▶ [RECORDS FOR PROCESSING]
::::::::::

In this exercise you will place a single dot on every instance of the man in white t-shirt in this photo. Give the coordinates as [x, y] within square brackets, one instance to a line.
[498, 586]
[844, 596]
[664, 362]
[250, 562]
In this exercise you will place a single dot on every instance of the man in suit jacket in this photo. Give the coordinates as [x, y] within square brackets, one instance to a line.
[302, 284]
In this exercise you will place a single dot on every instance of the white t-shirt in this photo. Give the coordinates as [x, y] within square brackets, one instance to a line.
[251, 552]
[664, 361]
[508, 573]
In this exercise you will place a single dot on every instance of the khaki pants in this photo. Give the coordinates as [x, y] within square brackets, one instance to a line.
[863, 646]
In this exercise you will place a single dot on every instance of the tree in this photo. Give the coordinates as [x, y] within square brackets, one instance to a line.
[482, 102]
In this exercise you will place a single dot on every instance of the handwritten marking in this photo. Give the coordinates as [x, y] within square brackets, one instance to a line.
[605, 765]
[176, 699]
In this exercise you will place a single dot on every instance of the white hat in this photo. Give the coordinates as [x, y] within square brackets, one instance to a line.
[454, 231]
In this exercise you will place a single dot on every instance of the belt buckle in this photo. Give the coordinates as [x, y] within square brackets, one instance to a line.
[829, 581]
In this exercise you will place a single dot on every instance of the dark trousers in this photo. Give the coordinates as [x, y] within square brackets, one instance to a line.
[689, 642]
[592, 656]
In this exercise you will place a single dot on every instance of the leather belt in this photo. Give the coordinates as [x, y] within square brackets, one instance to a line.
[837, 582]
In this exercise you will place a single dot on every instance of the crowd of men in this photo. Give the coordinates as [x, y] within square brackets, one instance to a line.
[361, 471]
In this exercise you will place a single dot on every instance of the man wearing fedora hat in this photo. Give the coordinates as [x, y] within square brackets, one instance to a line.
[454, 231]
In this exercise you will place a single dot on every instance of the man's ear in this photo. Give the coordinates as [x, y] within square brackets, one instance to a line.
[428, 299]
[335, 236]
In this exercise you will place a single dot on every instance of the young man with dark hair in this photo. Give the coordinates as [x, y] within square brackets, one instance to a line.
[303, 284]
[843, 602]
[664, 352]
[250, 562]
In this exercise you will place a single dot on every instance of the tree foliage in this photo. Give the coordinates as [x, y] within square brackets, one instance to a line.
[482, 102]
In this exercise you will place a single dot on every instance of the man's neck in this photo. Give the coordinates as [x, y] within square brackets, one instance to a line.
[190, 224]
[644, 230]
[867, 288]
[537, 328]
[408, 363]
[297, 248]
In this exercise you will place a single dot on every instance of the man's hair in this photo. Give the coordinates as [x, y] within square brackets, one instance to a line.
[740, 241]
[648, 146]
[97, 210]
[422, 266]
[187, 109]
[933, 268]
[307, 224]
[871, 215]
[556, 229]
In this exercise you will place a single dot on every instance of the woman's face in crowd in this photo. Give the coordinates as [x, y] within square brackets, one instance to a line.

::::::::::

▶ [OBJECTIVE]
Copy word for word every line from the one containing "of the young" through the end of the rows, including both of those lines.

▶ [EXERCISE RESULT]
In this exercise you will place a single dot on every instance of the young man with dark hair in this photo. Give the coordinates as [x, y] within square brackets, one instance to a line.
[303, 284]
[843, 602]
[664, 352]
[250, 562]
In this exercise you will place a single dot on every instance of the tree foliage in this photo. Give the coordinates as [x, y] within square brackets, one instance to a line.
[482, 102]
In this exercise you will place a single dot on every instance of the man's neck in this photo. Give the coordinates as [x, y] within square brackets, one instance to a line.
[190, 224]
[644, 230]
[867, 288]
[537, 328]
[408, 363]
[297, 248]
In this exercise you will place a single dot on every instance of the man's hair in this photo. Give the coordinates as [x, y] within square brackets, one instance to a line.
[740, 241]
[648, 146]
[97, 210]
[422, 266]
[187, 109]
[933, 268]
[307, 224]
[871, 215]
[556, 229]
In this exercise you will place a single dot on every instance of the woman's face in crowd in this photo. Give the coordinates as [x, y] within square brackets, one instance to a line.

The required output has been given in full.